**Set problem**
Extend the write-up below on calculating perplexity for a bigram language model, continuing after its final sentence.

As for the first version of the program, p mutipled a lot times which leads to p equal to 0. As for the result, in the second version of the program, I change the way to calculate su.

sometimes, biProb[i][j]==0, whichi means test fail, at that time perplexity of this sentence would be float('-inf').

#### Discussion

##### Problem Encountered

During this process, I meet 2 diffient problems both related to how to calculate the perplexity. The one problem is occurred when calculate $p(x^{(i)})$, where $x^{(i)}$ is the $i^{th}$ sentence in the test set. The other problem happens when calculate the perplexity of bi-gran model.

+ Question 1

    The main issue of the first problem is mainly related to the represent ability of a float number, because Python uses float type to store decimal numbers. When a dicimal number is smaller than 0.00000001, the result of this number would be zero and this would lead to value error when I run log2 function. To resolve this problem, I use another way to calculate the perplexity. The definition of perplexity is listed below:
    $$ l = {{{1} \over {M}}  \sum^{m}_{i=1} \log_{2}{p(x^{(i)})}}  $$
    $$ ppl = 2^{-l} $$
    $$ {{p(x^{(i)})} = \prod_{j=0}^n p(w_j|w_{j-1})} \text{\quad where $w_j$ is the $j^{th}$ word in $sentence_i$, n=len($sentence_i$)} $$ 
    Because if I calculate $p(x^{(i)})$ roughly, $p(x^{(i)})$ would be too small to store in a float type number. So I decide to use this   function to calculate $l$:
    $$ l = {{{1} \over {M}}  \sum^{m}_{i=1} \sum^{n}_{j=0} \log_{2}{p(w_j|w_{j-1})}} $$
    $$\text{\quad where $w_j$ is the $j^{th}$ word in $sentence_i$, $w_{-1}$="<s>", n=len($sentence_i$)},m=len(sentences) $$
    With this function, the result of calculating perplexity would not be too small, so that the perplexity can be calculated successfully. 

+ Question 2 

    As for the second problem, it occored when $p(w_j|w_{j-1})$ equals 0 during testing bi-gram model. The mainly reason could be that the train set is not large enough to make sure that every possible $p(w_j|w_{j-1})$ is included. If a word set ($w_{j-1}$,$w_j$) is met and the probability $p(w_j|w_{j-1})$ equals zero, then the test prosess would be terminated because there is no probability to generate a sentence like the test sentence.

**Data excerpts**
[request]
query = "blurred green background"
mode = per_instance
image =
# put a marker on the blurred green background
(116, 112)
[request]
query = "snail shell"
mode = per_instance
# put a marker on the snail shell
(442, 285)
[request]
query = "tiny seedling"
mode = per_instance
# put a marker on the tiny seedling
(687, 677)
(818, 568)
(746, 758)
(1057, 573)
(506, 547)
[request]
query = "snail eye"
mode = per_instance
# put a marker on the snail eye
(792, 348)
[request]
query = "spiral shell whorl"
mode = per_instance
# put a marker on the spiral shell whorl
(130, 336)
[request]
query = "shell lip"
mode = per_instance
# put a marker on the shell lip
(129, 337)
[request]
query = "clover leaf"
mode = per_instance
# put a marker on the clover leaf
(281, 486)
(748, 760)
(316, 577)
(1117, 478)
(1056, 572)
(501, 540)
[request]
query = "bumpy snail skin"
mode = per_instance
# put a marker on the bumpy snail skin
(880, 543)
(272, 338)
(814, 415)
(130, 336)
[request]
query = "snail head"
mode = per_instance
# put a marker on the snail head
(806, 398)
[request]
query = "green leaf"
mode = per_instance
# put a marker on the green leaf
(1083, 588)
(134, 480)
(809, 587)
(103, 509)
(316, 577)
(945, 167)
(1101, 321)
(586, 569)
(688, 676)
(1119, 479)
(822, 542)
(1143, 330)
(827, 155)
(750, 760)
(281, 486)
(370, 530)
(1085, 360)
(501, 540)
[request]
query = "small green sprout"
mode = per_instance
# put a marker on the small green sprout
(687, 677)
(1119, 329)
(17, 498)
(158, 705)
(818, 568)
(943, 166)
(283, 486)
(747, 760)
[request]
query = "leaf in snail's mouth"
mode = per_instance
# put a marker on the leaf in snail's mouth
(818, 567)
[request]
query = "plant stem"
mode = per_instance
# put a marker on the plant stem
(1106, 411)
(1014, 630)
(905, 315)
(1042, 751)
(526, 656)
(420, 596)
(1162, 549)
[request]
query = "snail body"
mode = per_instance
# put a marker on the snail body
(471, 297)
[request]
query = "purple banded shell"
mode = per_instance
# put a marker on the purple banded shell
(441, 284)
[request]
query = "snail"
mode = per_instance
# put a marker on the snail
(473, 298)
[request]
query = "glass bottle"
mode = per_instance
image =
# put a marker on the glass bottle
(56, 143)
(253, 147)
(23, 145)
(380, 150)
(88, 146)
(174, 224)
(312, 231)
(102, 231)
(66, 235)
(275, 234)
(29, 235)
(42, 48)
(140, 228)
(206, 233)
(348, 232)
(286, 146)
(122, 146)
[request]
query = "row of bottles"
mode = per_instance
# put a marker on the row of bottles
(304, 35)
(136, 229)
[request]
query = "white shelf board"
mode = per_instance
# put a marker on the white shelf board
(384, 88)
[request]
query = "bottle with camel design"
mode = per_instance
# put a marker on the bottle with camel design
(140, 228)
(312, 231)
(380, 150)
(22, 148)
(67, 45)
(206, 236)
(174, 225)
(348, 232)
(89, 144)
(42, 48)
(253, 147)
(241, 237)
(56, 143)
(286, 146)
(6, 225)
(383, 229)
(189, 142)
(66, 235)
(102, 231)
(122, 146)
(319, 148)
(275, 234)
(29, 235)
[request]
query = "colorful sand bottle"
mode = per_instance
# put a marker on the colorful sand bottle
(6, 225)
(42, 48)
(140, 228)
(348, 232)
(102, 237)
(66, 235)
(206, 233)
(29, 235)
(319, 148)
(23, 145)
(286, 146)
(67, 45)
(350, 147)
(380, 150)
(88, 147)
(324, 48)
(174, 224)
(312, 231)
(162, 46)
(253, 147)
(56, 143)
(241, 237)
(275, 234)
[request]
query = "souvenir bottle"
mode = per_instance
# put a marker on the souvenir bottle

**Result below**
    In this case, the $l$ should be self defigned in the program because calculating $\log_{2}0$ is actually an error mathmatically. So in the actual program, when then program test a sentence failed because $p(w_j|w_{j-1})=0$, it is better to add a punishment to the attribute $l$, I choose to add $-\infty$ as the result of $\sum^{n}_{j=0} \log_{2}{p(w_j|w_{j-1})}$ because $\lim_{x\rightarrow{0}}\log_{2}x=-\infty$.

##### Result Discussion

The perplexity of uni-gram model is around $1520.742049$ on training set and $1453.860233$ on dev set, and the perplexity of the bi-gram model is $57.813127$ on training set and $\infty$ on dev set.

As for the uni-gram model, the perplexity is quite high, which means this model cannot predict the sentences in the set. I believe the main reason is that this model only is contained the probability of each words and every sentence is generated in a certain probability. There are some uknown words in the dev set, in perplexity calculate process these words are be selected to <UNK> word, as a result the perplexity on dev set would be smaller than that on train set.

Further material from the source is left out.